Excerpted passage:
···
We’ve collated a list of the top 10 skin-loving SUPER NUTRIENTS to support your glow from the inside out. Increase these foods and nutrients abundantly and watch your skin transform.
If you want young, healthy, supple skin, collagen is your new best friend! Collagen, by far, is a key nutrient to support your skin. Collagen proteins are the most abundant component of the extracellular skin matrix and are what make your skin smooth, strong, and firm. If you have dehydrated, damaged, or sensitive skin, collagen has been scientifically proven to enhance elasticity, density, and smooth texture.
Better yet, collagen works on nourishing the gastrointestinal tract and intestinal wall – perfect if you have food intolerances, deficient gut health or systemic inflammation.
Food Sources: Organic grass-fed bone broth, wild-caught fish bone broth, shellfish, organic eggs, crushed/powdered eggshells, collagen peptides.
Carotenoids are plant-derived dietary antioxidants loaded with a plethora of skin protective activity. We want carotenoids in our diets on the daily!
Beta-carotene is a precursor to vitamin-A, a crucial nutrient for healthy skin, DNA, UV protection and wrinkle prevention. Think of vitamin A as the hero protector. It’s essential for healthy skin barrier functionality, protection, and cellular differentiation. An excellent way to achieve this is to add foods rich in beta-carotene to your daily diet.
Food Sources: Carrots, capsicum, turnip, pumpkin, sweet potato, oranges, mangoes, apricots, nectarines, peaches, persimmons, gooseberries, papaya, dark green leafy vegetables, turmeric, algae and super greens (spirulina, chlorella, kelp).
Lycopene is a skin-boosting carotenoid found in tomatoes! It’s also been found within the skin and acts synergistically with beta-carotene to protect the skin matrix. Lycopene specifically reduces reactive oxygen species (ROS), a huge contributor to poor skin health. Lycopene has likewise been shown to improve our potent antioxidant glutathione.
···
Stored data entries
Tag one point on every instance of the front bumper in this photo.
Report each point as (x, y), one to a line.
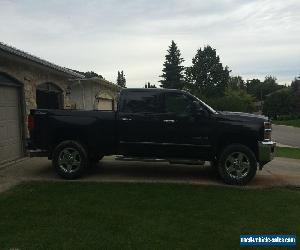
(266, 152)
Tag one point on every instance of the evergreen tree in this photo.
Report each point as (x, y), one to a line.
(121, 80)
(207, 76)
(172, 76)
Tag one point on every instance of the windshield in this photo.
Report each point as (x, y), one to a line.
(204, 104)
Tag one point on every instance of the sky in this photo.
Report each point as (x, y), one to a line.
(254, 38)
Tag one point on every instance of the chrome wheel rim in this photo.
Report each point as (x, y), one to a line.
(69, 160)
(237, 165)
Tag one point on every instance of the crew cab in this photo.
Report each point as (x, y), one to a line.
(157, 123)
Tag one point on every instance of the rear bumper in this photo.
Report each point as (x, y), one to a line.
(266, 152)
(33, 151)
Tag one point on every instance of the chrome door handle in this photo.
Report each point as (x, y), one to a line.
(126, 119)
(169, 121)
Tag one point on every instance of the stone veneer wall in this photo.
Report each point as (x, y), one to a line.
(30, 74)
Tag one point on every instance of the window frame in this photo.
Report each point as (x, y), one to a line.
(124, 102)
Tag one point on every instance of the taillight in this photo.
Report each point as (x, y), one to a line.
(267, 131)
(30, 123)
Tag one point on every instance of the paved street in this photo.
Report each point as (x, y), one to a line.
(280, 172)
(286, 135)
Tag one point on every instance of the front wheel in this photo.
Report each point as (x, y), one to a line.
(237, 164)
(70, 159)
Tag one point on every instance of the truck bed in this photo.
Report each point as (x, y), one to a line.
(95, 128)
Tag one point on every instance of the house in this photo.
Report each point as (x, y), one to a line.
(28, 82)
(94, 94)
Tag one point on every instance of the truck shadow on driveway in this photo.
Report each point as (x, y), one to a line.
(277, 173)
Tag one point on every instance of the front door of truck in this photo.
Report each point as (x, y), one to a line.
(187, 126)
(140, 123)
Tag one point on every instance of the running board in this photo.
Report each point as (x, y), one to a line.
(171, 161)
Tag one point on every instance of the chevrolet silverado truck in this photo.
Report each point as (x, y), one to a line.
(153, 123)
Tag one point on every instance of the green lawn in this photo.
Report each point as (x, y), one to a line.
(294, 123)
(142, 216)
(288, 152)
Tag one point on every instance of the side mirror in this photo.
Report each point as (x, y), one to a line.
(199, 110)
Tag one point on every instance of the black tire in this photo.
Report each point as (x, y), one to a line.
(70, 159)
(237, 164)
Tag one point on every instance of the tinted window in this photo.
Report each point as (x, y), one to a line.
(177, 103)
(141, 102)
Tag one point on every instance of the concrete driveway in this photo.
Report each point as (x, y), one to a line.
(279, 172)
(286, 135)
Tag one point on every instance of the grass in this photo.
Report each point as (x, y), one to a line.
(294, 123)
(293, 153)
(142, 216)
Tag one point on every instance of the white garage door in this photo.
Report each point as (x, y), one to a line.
(105, 104)
(10, 133)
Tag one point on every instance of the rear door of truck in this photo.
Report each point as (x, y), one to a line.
(140, 123)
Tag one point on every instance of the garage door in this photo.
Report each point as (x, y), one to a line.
(10, 133)
(105, 104)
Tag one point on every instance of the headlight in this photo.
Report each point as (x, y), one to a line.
(267, 131)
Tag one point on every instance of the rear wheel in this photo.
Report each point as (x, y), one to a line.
(237, 164)
(70, 159)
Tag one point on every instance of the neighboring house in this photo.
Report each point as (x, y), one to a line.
(28, 82)
(93, 94)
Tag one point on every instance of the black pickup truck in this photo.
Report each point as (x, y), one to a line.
(157, 123)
···
Brief: Extend the article on skin-loving nutrients above, picking up after its last sentence.

Response area:
Food Sources: Red-coloured foods like red capsicum, tomatoes, radishes, grapefruit, mangoes, strawberries, raspberries, figs, watermelon, pomegranate.
Lutein and Zeaxanthin
These are 2 primary carotenoids and both are found in human skin. Supplementation of these carotenoids shows significant improvement in skin tone, colour, luminance and texture. Humans are unable to produce lutein and zeaxanthin; they must be sourced from food.
Food Sources: Organic free-range eggs, green leafy vegetables (kale, spinach, peas, beans, lettuce), salmon, red trout, orange/yellow peppers, carrots and rockmelon.
Astaxanthin is a powerful carotenoid with a red-orange pigment proven to have epidermal and dermal protective effects. Astaxanthin works directly with skin cells (keratinocytes) to prevent ageing, skin deterioration, inflammation and environmental damage.
Skin elasticity and hydration have shown incredible improvements with astaxanthin supplementation. This particular carotenoid also supports retinol conversions within the liver, enhances macular and brain health, nourishes neuronal fluidity, reduces gastric ulcerations and improves resistance to stress.
Food Sources: Microalgae organisms, crustaceans, trout, krill, red sea bream and salmon.
3: Vitamin E
Vitamin E is your go-to for skin suppleness. It’s recognised for highly effective antioxidant action within the skin cellular membranes. Have you ever heard of the term α-tocopherol? It’s part of an 8-nutrient family under the Vitamin E umbrella of which α-tocopherol is the most abundant and biologically active.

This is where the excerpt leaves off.